#### ASSIGNMENT:
Please print the entries below exactly, from the line with "Task: Indicate the out-of-focus" through the line with "Task: Indicate the bud", including both of those lines and leaving out all others.
-.-.-
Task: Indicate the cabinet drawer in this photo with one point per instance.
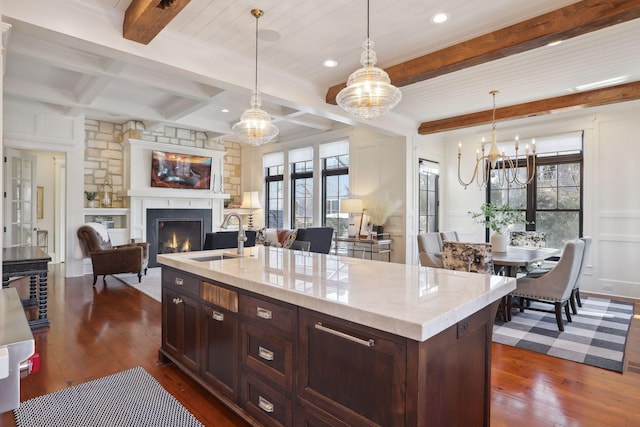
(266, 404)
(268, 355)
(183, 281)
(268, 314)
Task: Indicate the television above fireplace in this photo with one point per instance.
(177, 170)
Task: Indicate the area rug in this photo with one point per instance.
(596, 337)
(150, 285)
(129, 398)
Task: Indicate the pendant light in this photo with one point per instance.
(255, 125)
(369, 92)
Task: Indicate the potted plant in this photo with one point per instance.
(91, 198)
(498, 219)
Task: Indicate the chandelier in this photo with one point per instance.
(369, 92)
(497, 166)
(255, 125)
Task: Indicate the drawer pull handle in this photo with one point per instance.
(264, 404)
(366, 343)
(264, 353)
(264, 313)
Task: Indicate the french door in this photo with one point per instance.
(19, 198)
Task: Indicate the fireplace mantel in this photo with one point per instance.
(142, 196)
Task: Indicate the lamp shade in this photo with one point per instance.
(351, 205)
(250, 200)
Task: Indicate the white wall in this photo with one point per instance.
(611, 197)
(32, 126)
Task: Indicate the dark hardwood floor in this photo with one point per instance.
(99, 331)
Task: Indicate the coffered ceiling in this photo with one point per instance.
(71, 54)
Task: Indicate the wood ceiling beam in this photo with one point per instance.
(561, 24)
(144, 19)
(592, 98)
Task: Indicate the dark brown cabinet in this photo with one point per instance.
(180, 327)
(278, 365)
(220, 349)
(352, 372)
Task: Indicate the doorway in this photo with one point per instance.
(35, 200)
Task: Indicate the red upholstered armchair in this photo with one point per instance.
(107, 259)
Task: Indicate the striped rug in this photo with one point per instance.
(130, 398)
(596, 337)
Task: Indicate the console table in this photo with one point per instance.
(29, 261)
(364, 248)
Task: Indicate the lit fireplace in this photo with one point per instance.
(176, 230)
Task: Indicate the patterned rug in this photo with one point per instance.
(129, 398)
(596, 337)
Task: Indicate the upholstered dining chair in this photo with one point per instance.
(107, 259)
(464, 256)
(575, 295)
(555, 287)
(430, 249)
-.-.-
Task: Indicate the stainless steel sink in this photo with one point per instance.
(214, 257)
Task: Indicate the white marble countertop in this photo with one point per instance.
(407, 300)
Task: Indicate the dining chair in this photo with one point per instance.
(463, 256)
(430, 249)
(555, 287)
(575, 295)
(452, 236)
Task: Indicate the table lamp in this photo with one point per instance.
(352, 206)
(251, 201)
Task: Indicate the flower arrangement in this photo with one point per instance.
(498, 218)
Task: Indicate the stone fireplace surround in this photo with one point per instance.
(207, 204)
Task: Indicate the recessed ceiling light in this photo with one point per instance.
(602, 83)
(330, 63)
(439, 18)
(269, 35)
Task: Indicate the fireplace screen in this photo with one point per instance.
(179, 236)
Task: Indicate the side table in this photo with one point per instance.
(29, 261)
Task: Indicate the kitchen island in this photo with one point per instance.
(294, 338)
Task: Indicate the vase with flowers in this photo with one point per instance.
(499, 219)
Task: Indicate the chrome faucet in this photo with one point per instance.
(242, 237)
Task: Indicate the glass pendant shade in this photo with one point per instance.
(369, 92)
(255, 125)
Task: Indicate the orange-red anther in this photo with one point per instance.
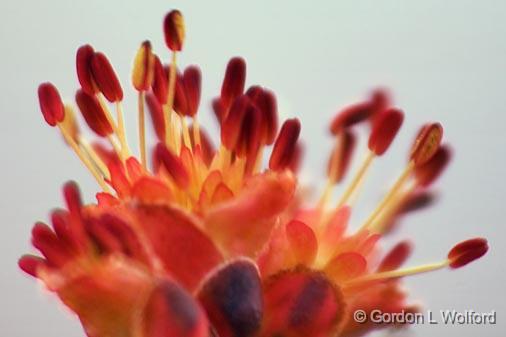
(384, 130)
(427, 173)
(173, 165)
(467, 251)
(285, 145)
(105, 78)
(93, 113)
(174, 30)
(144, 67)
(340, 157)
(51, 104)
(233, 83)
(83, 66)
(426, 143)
-.-.-
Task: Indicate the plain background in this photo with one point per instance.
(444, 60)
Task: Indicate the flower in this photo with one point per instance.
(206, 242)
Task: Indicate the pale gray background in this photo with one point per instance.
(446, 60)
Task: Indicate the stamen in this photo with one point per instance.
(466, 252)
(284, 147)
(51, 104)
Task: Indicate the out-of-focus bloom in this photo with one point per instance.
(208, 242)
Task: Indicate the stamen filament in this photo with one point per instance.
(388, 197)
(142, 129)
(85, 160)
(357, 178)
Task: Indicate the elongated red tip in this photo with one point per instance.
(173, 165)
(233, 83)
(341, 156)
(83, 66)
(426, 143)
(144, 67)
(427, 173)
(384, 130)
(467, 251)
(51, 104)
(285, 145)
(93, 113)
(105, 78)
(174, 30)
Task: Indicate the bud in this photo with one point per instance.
-.-.-
#### RESPONSE BELOW:
Task: Indicate the out-of-focus bloom in this photo with one point per instance.
(208, 242)
Task: Indicate the stamen filament in this photo with one point per instance.
(388, 197)
(142, 129)
(85, 160)
(357, 178)
Task: Indicate the elongated red tip in this photo with one point per instance.
(173, 165)
(233, 83)
(341, 156)
(83, 66)
(426, 143)
(144, 67)
(427, 173)
(384, 130)
(467, 251)
(51, 104)
(285, 145)
(93, 113)
(105, 78)
(174, 30)
Task: Indicate the bud in this photo with one point per instance.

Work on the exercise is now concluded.